__GIVEN PROBLEM__: Return every one of the entries below word for word, leaving out the pictures.
--------
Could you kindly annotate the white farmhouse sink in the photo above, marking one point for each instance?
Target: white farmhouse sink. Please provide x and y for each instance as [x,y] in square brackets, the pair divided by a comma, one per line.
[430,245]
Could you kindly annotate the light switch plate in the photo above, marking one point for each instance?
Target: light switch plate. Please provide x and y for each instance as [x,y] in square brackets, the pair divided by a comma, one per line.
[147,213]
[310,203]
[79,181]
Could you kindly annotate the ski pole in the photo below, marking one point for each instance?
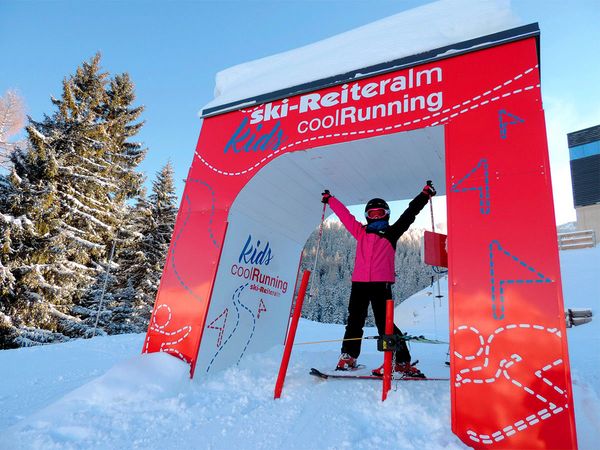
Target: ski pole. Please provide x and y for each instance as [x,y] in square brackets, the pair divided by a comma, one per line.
[314,271]
[429,183]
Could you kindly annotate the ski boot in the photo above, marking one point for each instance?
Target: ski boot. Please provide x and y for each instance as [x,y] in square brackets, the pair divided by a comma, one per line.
[403,370]
[346,362]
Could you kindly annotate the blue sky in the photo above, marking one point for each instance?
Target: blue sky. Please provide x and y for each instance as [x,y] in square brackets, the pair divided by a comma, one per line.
[173,49]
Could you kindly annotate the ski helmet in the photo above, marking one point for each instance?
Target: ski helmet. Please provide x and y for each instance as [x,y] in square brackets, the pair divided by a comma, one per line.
[375,206]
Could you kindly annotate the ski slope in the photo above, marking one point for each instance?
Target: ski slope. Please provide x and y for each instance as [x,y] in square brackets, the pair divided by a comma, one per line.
[102,394]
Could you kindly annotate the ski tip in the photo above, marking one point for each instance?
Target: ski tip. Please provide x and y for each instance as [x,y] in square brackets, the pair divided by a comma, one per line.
[318,373]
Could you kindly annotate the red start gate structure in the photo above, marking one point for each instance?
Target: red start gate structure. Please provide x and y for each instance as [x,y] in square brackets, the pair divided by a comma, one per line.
[468,116]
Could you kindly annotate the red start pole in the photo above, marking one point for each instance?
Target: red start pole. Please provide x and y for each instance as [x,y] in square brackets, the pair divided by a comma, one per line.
[387,355]
[289,342]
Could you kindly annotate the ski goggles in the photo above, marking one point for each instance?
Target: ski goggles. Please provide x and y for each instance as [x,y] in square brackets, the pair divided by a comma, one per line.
[377,213]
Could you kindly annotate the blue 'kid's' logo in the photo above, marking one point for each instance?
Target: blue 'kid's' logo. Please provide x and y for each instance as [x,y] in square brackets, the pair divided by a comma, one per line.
[248,140]
[253,254]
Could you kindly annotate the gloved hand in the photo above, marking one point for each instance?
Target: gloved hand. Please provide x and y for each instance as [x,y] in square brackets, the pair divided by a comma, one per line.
[429,189]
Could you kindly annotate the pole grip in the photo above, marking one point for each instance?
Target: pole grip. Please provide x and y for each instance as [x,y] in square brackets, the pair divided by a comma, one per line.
[387,356]
[289,342]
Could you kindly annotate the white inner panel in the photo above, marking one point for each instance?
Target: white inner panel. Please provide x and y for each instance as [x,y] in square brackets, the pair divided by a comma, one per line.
[285,194]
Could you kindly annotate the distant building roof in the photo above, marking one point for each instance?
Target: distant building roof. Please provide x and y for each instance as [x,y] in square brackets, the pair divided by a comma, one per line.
[582,137]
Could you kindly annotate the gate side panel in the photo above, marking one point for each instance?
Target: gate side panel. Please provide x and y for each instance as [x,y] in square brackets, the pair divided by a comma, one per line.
[510,381]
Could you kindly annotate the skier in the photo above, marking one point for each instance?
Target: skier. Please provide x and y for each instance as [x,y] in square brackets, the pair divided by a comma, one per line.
[374,273]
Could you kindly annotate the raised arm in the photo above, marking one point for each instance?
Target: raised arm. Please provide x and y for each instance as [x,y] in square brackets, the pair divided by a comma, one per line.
--------
__CORRECT ANSWER__:
Could you kindly annotate the white farmhouse sink in the photo above, marking one point for each instance?
Target: white farmhouse sink. Please provide x and y for each instance as [x,y] in square brackets, the pair divided by a comma, one per line.
[430,245]
Could you kindly annotate the light switch plate in the photo above, marking one point for each instance?
Target: light switch plate. Please provide x and y for each instance as [x,y] in square brackets, the pair divided by a comma, one per line.
[147,213]
[310,203]
[79,181]
Could you kindly annotate the ski pole in the photo below, marking one point for each instance?
Target: ski pole. Please provide x and y for each instance as [x,y] in square brackets, the pair divided by a comma, one per line.
[314,271]
[429,183]
Could you kindly annotate the ski boot in the photo above, marking one point for each instance?
Target: ski boot. Please provide x and y for each instance as [x,y] in square brackets, the pair divided by a comma, one per line.
[403,370]
[346,362]
Could you kindly annotate the blue sky in the photo above, marking one point for each instance?
Target: blue sky. Please provide x and y for each instance as [x,y] in square brackets, the pair divided by a comma, one per line.
[173,49]
Could you kindly annotate the ski helmet in the photo above, marking one point for each instance?
Target: ski helmet. Please provide x and y for each instance as [x,y] in square brackets, the pair divided by a comma, one per line.
[375,206]
Could you kindly annotate the ski slope in the photo above, marking one point for each instance?
Target: ski slope. Please provide x and y for each instance as [x,y] in square brackets, the pair divided by a comma, one per line.
[102,394]
Could you kindly annotate the ski tip in the photo above, marking one point for each instance?
Target: ski tip. Please provide x and y for each instance as [x,y] in square brackets, the pair divided by a comma, one per line.
[318,373]
Could you kindly annotate the red start gate structure in the photo above, marking one point for each instance?
Target: red start gate structure. Please provide x and y for each instance as [x,y] in square brackets, the pair divided by a comma, one per line.
[468,116]
Could you kindly annotate the red start pole in the photo above, marking one point for each instance?
Target: red start pole. Please provide x and y for each instance as [x,y] in square brackets, the pair divided by a comma, one per line.
[387,355]
[289,342]
Could you kindly annotate the ski goggles in the photo above, marking one point for each instance?
Target: ski goggles. Please provide x and y for each instance as [x,y] in square brackets, the pair divided by a comma, one per line.
[377,213]
Could you kindly annotate the blue 'kid's' logo in the photo above, marking one point for each instance?
Target: blue 'kid's' logo. Please provide x and y for each instance as [x,y] in square brackets, the pair divided by a comma, one per line.
[248,140]
[253,254]
Could you kindly annotate the gloved hand in the photo above, marking one point for each instance?
Target: gloved hand. Please provide x and y for each instance as [x,y] in square brackets, the pair divided by a comma, one per line.
[429,189]
Could you kindly annotate the pole grip in the photo above, marking one point for each instance?
Target: pole grip. Please provide x and y for each instance as [x,y] in square brackets, the pair divided by a comma, one per line.
[387,356]
[289,342]
Could you kindly annotate the white inner panel in the photo above, marking one point for each instance?
Target: white inner panel. Please provide x and y for each instance as [x,y] in square brackets, the pair divided by a comma, one per line.
[285,194]
Could you kindly annotate the distant building roof in the photo above, marking one point for each instance?
Target: distant building roof. Please provide x and y for each instance as [x,y] in square brackets, the pair divided by a comma, one per line.
[582,137]
Could you kindly annotate the gate side panel in the photo above, marking one point for each instance?
Target: gate side panel. Please provide x and y for each instance as [x,y] in square brackets, the pair divided by a comma, one per line.
[510,381]
Could you kindly annotate the skier in the photo above, marking one point for each instance?
Target: skier. Please provide x and y for each instance as [x,y] in square brackets, the pair divided by a comma, one per line.
[374,273]
Could you kindly annotate the raised arm in the photo above, marking one point for each instance?
Target: raised arm. Please provide x and y for each instance as [x,y] in square brackets, the pair divided by a comma, one per line.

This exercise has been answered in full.